======== Texte fourni ========

Jean-Éric Valli : Oui, nous regardons ce qui se passe en face. Pour moi, Latina reste la plus légitime en musique latino. La décision de Fun nous a bien sûr interrogée car c'est toujours compliqué lorsque vous dirigez une radio thématique de voir une radio musicale généraliste venir picorer une partie de votre programmation musicale avec, pour commencer, les titres les plus connus de votre playlist, des titres que vous avez participez à faire connaitre. Après tenter des choses fait partie de la vitalité de la radio mais il faut que ça reste dans les clous de la convention de la station.

 

 

Le voice-track, un outil assumé mais travaillé…

 

Rappel : le voice-track (VT) est cette technique qui consiste pour les animateurs à enregistrer leurs interventions qui sont ensuite intégrées dans la programmation de l'antenne comme la musique. En quelques heures, un animateur peut ainsi enregistrer l'animation de plusieurs heures d'antenne. Cette technique permet d'avoir une présence à l'antenne 7 jours sur 7 sans contraintes humaines et pour des couts financiers moindre. Une solution décriée par certains puristes ne jurant que par le frisson du direct (ou des conditions proches du direct) mais qui peut rester imperceptible par les auditeurs s'il est bien fait. Une solution très utilisée dans les radios locales et régionales qui n'ont pas les moyens des radios nationales. Quoique quelques nationales y ont recours notamment le week-end…

 

Le Groupe 1981 assume l'utilisation de cette technique même s'il ne le crie pas sur les toits, comme toutes les autres radios pratiquantes d'ailleurs. Mais en étudiant les grilles des programmes des radios du groupe, il apparaît que plusieurs animateurs travaillent sur deux à trois radios en simultané.

Thomas Jovy : Chaque animateur a une radio de référence où il travaille en direct. Pour ses prestations en VT, afin de ne pas perturber les auditeurs, nous faisons en sorte qu'un animateur qui est sur deux ou trois radios n'y soit pas à la même heure et pas sur la même zone géographique.

========

Consigne 1 » Reproduisez le passage du texte fourni qui va de « Le Groupe 1981 » à « même zone géographique. ».
Consigne 2 » Relevez tous les noms de personnes, de stations et de groupes de radio cités dans le texte fourni.
Le listing qui suit provient d'une autre source.

======== Données disponibles ========

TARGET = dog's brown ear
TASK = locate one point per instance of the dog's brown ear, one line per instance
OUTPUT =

========

Réponse 1 »
Le Groupe 1981 assume l'utilisation de cette technique même s'il ne le crie pas sur les toits, comme toutes les autres radios pratiquantes d'ailleurs. Mais en étudiant les grilles des programmes des radios du groupe, il apparaît que plusieurs animateurs travaillent sur deux à trois radios en simultané.

Thomas Jovy : Chaque animateur a une radio de référence où il travaille en direct. Pour ses prestations en VT, afin de ne pas perturber les auditeurs, nous faisons en sorte qu'un animateur qui est sur deux ou trois radios n'y soit pas à la même heure et pas sur la même zone géographique.

Réponse 2 »
- Jean-Éric Valli
- Latina
- Fun
- Groupe 1981
- Thomas Jovy